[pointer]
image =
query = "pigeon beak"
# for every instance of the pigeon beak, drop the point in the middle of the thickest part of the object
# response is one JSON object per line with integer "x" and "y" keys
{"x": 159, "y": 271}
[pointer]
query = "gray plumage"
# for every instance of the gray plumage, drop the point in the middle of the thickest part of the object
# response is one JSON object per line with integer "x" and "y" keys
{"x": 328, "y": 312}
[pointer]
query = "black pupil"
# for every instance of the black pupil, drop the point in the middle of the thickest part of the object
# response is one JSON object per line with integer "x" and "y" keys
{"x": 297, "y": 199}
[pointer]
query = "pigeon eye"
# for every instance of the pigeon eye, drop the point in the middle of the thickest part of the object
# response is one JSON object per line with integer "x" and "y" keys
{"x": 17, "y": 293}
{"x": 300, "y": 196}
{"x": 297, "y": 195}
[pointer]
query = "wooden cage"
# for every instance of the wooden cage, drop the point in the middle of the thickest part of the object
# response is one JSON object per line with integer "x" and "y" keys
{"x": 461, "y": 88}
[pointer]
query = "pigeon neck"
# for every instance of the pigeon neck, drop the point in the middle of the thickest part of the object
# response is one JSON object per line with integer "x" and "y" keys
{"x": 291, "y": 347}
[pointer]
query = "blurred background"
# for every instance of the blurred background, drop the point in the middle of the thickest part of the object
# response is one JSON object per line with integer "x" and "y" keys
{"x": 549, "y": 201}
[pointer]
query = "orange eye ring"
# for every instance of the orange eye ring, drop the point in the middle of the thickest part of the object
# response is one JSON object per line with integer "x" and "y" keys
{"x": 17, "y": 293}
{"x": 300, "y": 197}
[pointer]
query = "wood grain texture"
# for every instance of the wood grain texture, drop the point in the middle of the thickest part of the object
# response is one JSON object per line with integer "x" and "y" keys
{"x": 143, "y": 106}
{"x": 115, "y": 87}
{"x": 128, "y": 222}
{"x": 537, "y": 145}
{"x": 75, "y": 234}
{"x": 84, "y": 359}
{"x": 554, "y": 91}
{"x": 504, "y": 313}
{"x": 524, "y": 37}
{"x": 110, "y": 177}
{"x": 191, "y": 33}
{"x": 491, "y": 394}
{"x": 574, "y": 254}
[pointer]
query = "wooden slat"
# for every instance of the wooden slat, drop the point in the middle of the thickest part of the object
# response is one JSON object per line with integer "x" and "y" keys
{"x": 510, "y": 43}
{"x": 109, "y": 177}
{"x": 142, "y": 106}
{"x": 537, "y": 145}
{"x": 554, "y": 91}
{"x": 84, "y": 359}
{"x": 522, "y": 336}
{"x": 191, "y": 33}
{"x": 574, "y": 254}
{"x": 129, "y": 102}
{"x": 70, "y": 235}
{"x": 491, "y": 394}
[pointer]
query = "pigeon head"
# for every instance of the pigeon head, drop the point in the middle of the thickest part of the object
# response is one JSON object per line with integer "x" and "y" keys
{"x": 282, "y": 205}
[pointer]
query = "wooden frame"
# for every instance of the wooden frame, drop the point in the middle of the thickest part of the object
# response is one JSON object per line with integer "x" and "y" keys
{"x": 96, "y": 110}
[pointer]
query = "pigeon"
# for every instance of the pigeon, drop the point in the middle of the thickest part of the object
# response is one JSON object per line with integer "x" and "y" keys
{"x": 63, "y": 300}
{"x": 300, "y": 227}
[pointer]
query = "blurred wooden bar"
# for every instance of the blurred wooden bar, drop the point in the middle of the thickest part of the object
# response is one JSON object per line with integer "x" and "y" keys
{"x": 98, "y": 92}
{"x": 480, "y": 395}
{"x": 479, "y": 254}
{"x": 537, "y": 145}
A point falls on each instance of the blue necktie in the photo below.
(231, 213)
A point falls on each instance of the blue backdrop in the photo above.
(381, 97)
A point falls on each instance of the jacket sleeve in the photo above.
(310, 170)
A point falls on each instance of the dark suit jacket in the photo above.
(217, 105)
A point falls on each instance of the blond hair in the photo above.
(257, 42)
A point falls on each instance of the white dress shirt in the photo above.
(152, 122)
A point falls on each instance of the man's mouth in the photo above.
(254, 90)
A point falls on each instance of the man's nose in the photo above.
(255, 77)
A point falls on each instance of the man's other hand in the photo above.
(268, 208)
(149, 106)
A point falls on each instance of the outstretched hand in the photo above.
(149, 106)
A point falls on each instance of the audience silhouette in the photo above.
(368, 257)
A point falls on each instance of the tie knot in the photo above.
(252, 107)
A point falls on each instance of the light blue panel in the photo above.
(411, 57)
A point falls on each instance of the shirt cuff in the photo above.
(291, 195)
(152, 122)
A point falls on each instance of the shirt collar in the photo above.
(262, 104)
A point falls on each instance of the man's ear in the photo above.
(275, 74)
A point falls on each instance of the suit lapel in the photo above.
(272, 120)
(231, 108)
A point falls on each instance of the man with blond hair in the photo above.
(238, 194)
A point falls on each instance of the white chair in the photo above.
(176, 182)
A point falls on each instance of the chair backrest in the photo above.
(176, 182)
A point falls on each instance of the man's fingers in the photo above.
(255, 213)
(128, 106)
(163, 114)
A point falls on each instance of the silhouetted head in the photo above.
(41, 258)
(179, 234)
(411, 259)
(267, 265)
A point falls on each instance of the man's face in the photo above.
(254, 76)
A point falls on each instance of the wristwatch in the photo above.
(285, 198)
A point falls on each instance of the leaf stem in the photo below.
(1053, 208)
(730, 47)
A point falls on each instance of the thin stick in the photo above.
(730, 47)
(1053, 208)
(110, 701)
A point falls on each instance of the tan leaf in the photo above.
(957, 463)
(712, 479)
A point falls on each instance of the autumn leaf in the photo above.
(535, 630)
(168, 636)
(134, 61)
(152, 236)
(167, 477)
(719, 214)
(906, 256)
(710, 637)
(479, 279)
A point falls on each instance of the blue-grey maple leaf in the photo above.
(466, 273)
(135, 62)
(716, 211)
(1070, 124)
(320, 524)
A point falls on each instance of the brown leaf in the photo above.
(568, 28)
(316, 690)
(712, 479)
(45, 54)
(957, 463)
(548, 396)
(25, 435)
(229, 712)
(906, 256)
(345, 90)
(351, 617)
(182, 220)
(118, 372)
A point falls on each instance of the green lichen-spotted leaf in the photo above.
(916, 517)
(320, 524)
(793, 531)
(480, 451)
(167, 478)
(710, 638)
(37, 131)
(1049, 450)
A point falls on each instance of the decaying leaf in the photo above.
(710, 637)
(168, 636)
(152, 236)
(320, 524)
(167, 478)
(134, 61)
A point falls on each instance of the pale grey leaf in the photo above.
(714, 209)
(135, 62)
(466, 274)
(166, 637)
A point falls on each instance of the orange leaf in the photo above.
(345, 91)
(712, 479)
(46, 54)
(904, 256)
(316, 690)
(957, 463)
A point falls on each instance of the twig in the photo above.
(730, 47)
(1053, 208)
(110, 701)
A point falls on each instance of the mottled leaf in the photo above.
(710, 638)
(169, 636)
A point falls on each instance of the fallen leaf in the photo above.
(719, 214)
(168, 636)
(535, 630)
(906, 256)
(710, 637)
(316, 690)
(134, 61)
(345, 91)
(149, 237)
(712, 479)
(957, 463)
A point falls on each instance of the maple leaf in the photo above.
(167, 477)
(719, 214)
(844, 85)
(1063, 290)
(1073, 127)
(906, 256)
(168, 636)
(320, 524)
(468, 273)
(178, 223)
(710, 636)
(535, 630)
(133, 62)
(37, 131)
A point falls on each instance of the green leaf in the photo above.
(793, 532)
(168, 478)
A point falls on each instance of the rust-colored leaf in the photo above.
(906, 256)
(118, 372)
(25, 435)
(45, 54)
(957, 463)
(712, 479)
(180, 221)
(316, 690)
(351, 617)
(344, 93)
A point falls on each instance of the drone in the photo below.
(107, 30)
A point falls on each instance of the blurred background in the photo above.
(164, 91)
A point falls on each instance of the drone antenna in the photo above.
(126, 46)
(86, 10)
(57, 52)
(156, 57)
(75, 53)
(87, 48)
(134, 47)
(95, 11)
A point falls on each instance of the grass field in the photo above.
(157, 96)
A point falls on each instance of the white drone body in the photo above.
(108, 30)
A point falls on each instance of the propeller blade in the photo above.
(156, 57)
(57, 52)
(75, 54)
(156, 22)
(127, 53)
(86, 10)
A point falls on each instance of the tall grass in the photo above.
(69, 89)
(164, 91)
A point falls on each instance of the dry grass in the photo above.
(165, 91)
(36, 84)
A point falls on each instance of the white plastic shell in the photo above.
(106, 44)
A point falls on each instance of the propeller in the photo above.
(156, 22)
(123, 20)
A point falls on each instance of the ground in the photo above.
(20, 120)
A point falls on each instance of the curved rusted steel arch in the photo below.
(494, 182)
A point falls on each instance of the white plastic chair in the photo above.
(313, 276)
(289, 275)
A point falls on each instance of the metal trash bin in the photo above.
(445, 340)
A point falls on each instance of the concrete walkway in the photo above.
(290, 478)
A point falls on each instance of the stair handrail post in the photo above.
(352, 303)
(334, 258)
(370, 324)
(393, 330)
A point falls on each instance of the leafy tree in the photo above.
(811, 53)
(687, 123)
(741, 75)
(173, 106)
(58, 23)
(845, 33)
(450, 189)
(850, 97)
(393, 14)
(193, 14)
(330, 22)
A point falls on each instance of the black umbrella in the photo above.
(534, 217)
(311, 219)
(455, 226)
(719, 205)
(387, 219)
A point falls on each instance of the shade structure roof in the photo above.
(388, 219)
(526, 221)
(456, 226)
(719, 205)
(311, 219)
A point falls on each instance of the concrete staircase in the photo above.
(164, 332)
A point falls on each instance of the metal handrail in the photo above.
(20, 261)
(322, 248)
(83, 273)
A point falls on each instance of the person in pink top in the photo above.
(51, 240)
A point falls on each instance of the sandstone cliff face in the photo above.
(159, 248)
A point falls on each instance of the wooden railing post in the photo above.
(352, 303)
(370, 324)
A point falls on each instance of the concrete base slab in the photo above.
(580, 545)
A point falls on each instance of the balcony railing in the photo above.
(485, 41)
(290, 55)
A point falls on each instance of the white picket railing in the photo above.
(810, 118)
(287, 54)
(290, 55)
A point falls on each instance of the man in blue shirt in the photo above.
····················
> **THE TASK**: Each line in the data that holds the string "slat" must be returned.

> **RESULT OF THIS EXERCISE**:
query = "wooden slat"
# for every instance of the wooden slat, drop the point in the middle of the thickest part of the object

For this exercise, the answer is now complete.